**Text:**
##########
Scott Taylor—publisher of Esprit de Corps, weekly columnist for the Halifax Chronicle-Herald and a regular Megapundit must-read—has just returned from his third undembedded tour of Afghanistan. He weighs in on the coverage of Friday’s brazen jailbreak in Kandahar:
There is certainly plenty of finger pointing and told-you-so-ing going on among those pundits who desperately want us to believe that the Sarposa prison break last Friday is the direct result of Canadian government neglect. While it may be true that internal Corrections Canada documents raised concerns about Sarposa’s inadequate perimeter defenses more than a year ago, we cannot ignore the reality of what actually transpired. We know that a suicide car bomb was used to blast a hole in the main gate, and that a firefight ensued there between the prison guards and Taliban attackers. Although the prison was never completely overrun, we are to believe that 1,200 shackled prisoners were somehow able to free themselves from their cells, and then, defying all natural fears, shuffle their way unarmed through the middle of a vicious firefight, scramble over the bomb rubble and collectively disappear without suffering any casualties. Given the constant state of high alert in Kandahar City, how are we supposed to believe that these 1,200 shuffling, chained inmates made good their escape before any of the Afghan National Army or Afghan National Police rapid response teams could arrive to recapture them?
##########
**Available data:**
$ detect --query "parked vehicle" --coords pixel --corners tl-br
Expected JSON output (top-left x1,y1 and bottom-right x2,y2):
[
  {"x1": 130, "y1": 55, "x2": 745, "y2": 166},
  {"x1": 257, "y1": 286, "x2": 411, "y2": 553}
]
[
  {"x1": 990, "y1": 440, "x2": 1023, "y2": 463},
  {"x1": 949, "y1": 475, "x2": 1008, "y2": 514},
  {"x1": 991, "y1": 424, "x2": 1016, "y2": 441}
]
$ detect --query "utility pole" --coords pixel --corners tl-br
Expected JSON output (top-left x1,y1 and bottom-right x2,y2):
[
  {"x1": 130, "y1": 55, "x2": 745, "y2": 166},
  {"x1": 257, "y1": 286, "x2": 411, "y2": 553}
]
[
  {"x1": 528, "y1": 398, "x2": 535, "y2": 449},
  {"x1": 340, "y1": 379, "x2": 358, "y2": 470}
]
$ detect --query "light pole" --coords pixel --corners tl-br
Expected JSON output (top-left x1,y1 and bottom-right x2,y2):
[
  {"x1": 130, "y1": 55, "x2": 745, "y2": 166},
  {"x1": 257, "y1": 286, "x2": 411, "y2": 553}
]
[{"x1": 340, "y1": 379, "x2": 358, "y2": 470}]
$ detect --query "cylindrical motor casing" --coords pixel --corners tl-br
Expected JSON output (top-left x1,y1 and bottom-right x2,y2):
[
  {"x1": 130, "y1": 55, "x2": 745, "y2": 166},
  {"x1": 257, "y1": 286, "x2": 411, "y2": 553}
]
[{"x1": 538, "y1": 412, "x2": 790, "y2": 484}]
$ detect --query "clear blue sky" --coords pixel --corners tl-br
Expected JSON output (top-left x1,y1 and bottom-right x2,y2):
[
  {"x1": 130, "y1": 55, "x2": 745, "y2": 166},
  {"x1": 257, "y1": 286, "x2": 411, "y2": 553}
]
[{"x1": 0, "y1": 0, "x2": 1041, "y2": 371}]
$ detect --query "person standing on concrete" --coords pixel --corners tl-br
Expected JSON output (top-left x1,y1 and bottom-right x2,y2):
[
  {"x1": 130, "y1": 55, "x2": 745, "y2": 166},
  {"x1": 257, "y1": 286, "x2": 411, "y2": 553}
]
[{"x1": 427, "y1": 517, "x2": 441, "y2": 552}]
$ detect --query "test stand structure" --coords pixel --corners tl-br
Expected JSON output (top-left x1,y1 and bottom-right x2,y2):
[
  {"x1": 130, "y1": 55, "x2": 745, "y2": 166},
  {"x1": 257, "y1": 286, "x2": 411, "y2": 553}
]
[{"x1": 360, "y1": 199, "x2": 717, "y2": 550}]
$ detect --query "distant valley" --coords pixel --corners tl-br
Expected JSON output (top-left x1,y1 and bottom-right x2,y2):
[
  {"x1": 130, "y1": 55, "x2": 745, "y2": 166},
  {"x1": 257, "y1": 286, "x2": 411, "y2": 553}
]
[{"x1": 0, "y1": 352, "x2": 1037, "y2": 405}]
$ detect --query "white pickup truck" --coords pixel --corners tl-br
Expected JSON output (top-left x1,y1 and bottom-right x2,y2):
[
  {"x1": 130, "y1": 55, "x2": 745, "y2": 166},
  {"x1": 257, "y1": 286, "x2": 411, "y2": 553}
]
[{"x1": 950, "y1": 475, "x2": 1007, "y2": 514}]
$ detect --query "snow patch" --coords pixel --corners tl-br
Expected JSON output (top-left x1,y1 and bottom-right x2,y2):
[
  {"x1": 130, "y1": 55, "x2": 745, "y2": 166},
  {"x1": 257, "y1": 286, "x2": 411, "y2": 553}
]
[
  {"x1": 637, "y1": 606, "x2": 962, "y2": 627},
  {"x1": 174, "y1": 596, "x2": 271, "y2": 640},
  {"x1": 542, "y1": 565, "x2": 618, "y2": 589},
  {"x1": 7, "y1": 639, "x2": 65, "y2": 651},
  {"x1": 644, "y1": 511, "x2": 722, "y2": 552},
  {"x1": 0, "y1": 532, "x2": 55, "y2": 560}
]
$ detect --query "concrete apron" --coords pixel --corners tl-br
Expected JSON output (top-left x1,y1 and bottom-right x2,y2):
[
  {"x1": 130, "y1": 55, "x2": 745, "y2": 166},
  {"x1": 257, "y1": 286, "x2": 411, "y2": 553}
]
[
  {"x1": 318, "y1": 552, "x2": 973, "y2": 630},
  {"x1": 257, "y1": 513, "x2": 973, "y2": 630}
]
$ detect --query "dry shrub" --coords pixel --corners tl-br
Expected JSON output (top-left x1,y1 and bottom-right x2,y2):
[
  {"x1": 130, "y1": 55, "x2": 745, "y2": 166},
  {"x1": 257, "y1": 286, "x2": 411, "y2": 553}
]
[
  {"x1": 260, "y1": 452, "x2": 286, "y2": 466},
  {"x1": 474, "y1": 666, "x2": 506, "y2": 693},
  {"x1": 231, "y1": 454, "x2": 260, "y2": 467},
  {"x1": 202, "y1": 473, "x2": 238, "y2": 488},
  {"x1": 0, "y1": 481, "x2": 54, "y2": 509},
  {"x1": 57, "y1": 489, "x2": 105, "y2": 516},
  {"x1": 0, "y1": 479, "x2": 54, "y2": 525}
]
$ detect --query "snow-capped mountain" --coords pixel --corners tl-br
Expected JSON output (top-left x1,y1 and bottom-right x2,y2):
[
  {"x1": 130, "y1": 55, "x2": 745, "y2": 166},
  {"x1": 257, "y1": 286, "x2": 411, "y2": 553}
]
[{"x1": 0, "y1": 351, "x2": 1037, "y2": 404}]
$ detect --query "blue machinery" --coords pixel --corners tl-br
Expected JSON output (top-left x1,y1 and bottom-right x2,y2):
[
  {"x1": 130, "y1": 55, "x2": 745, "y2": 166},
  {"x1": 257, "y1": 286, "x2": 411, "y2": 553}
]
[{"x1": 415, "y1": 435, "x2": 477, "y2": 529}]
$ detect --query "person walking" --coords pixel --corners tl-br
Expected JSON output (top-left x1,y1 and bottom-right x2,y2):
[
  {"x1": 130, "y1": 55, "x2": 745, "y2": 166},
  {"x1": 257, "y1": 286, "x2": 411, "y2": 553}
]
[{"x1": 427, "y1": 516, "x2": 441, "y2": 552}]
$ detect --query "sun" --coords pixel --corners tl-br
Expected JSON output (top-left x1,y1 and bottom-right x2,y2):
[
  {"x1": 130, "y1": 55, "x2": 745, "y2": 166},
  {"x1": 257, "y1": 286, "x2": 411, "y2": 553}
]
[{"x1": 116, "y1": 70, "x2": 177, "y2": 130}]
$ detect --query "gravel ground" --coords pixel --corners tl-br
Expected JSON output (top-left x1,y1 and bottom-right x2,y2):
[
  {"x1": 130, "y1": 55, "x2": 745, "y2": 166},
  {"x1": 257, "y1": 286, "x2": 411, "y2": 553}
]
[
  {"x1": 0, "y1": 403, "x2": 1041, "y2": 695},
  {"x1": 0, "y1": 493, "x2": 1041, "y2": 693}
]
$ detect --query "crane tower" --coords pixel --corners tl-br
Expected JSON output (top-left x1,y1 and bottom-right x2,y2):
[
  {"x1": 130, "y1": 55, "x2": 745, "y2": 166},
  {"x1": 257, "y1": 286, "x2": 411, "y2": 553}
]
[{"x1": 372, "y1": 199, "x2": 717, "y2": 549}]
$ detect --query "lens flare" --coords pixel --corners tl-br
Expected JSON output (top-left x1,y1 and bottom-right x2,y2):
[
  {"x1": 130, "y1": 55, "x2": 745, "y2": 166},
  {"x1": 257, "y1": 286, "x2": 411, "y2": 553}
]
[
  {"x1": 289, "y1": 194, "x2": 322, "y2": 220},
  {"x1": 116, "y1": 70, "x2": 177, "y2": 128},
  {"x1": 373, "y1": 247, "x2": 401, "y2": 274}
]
##########
**Task brief:**
Carry on the commentary about the Sarposa prison break, starting after its last sentence.

**Exercise response:**
Instead of worrying about the inadequate thickness of Sarposa’s clay-brick walls, I think more attention needs to be paid to the probability of collusion by the prison guards in this instance. All is not as it seems in Afghanistan, and while $150 (US) a month for local policemen may be a hefty paycheque in a country where $300 is still the average annual income, there is an old proverb that “you cannot buy Afghan loyalty… you can only rent it.”